[BEGIN]

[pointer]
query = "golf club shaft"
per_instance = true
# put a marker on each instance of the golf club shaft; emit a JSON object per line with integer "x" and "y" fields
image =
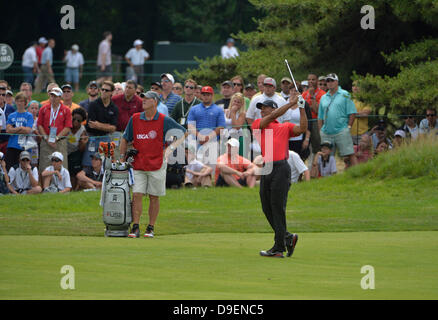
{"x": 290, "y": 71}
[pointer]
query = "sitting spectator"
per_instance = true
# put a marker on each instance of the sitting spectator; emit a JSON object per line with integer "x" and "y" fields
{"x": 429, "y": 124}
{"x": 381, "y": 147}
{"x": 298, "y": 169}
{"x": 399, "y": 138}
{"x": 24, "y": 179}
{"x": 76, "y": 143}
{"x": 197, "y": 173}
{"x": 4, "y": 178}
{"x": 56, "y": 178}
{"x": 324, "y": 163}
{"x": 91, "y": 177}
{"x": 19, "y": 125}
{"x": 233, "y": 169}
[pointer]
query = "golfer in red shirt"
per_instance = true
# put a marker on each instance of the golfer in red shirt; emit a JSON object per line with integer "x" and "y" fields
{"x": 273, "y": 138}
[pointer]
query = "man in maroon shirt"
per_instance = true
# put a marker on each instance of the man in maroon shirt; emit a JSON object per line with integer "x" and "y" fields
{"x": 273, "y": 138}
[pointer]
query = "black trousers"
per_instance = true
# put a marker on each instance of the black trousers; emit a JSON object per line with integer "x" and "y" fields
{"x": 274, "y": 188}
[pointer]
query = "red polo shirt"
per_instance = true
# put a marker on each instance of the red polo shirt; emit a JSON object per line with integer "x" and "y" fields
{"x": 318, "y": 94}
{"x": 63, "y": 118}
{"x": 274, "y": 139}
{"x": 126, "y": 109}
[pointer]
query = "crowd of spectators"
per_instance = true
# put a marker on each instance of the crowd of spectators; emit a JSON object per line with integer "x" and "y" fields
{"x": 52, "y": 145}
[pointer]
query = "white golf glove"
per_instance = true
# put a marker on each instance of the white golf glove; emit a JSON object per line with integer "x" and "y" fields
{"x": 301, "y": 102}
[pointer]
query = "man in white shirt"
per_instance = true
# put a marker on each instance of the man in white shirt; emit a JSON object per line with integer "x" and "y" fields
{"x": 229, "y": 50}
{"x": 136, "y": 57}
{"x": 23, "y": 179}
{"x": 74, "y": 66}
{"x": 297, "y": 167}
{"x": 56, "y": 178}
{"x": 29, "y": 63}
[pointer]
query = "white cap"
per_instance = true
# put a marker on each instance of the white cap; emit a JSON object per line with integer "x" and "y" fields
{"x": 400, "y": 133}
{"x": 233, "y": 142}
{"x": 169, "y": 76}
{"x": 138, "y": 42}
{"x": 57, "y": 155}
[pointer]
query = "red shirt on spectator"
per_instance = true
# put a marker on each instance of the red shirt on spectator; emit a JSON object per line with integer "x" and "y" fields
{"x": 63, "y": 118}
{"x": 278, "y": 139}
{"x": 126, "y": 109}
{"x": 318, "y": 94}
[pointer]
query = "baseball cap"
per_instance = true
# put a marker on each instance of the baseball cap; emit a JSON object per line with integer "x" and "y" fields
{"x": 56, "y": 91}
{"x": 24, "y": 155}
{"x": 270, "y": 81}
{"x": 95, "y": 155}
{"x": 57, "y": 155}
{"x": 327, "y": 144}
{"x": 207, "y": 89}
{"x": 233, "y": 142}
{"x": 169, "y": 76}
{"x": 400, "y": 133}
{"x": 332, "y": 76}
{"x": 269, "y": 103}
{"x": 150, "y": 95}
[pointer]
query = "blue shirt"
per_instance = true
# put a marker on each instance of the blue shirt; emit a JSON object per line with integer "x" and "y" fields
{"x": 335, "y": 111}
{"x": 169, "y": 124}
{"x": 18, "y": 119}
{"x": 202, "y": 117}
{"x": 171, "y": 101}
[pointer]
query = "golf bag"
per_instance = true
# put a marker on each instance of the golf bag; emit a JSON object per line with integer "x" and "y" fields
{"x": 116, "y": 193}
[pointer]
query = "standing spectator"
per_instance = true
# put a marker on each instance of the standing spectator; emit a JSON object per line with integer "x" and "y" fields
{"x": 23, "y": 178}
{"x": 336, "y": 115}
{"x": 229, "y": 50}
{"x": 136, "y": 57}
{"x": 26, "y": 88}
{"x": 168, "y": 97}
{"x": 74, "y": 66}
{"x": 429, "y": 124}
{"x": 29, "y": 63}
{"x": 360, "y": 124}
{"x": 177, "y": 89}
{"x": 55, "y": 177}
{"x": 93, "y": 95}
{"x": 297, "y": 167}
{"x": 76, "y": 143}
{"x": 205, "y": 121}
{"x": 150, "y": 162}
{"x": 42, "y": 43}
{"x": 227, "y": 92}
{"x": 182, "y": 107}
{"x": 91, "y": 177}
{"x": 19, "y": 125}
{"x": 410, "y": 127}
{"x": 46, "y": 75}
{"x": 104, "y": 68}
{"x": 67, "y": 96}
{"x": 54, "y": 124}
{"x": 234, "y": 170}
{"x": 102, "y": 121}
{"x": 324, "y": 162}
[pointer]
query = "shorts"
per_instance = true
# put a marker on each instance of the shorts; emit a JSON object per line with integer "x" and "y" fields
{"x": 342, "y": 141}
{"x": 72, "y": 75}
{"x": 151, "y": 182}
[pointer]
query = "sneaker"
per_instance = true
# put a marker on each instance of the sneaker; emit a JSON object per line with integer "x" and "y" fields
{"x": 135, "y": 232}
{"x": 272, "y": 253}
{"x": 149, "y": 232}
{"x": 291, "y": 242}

[END]
[BEGIN]

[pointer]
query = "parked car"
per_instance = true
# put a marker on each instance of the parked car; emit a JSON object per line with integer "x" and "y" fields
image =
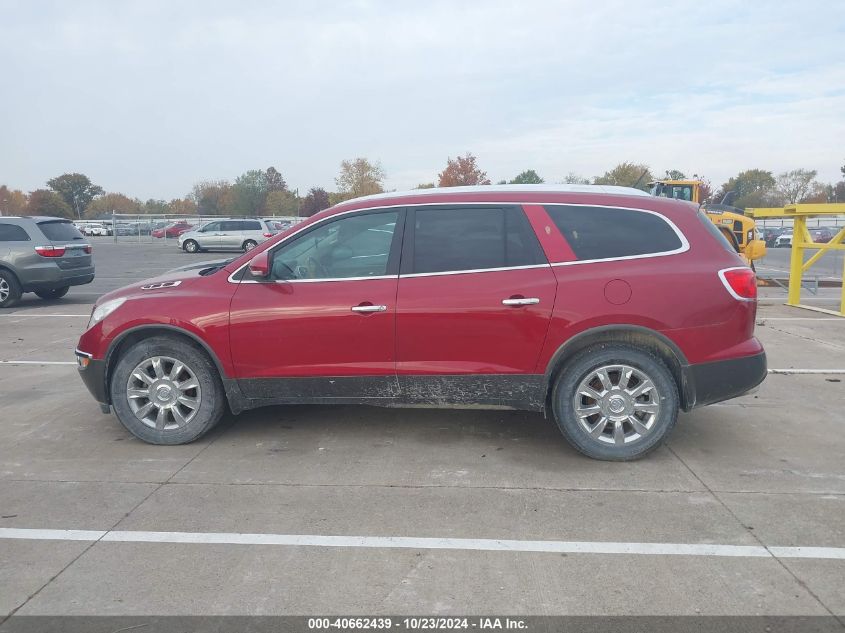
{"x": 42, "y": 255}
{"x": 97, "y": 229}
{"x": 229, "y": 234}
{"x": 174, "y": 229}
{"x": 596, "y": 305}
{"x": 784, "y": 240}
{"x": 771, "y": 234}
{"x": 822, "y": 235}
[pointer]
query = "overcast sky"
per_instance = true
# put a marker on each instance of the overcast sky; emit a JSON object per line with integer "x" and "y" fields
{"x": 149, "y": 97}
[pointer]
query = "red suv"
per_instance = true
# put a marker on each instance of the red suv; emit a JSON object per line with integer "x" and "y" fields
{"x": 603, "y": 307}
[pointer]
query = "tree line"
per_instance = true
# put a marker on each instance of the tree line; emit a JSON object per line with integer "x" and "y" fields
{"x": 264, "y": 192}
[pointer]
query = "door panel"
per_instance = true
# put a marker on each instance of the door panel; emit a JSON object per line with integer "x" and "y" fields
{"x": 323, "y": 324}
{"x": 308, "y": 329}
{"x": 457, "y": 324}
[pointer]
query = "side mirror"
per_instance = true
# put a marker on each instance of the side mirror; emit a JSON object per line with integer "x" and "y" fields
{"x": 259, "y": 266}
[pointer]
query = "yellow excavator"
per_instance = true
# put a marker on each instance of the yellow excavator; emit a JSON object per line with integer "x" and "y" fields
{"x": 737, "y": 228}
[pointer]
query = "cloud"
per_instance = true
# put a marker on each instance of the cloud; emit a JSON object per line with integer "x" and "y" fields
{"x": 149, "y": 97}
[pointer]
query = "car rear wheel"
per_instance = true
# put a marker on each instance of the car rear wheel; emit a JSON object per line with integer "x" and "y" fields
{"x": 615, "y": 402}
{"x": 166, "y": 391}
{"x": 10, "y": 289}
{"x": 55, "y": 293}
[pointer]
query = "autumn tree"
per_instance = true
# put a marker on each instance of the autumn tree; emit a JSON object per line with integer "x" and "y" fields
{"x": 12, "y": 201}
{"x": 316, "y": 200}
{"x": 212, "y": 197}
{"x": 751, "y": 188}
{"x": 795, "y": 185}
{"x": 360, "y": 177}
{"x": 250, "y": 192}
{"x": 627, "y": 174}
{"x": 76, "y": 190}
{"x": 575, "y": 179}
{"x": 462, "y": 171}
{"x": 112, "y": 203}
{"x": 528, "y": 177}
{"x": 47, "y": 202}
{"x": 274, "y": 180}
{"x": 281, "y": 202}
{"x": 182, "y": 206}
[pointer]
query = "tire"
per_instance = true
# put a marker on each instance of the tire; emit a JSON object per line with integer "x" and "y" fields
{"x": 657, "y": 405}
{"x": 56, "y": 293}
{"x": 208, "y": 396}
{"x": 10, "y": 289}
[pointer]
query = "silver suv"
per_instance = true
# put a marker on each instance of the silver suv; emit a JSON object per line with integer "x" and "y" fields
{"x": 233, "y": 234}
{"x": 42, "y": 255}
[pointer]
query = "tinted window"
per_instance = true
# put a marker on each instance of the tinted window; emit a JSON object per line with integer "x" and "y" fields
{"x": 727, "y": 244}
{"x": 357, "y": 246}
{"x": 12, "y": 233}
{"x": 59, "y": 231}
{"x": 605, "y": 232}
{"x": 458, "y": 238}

[END]

» WHAT TO DO:
Filter the records above down to the lines that contain the string "spectators", and copy each of those lines. The match is case-sensitive.

» TASK RESPONSE:
query = "crowd of spectators"
# put a marker on each instance of the crowd of spectators; emit a JSON object per line with integer "x" and "y" fields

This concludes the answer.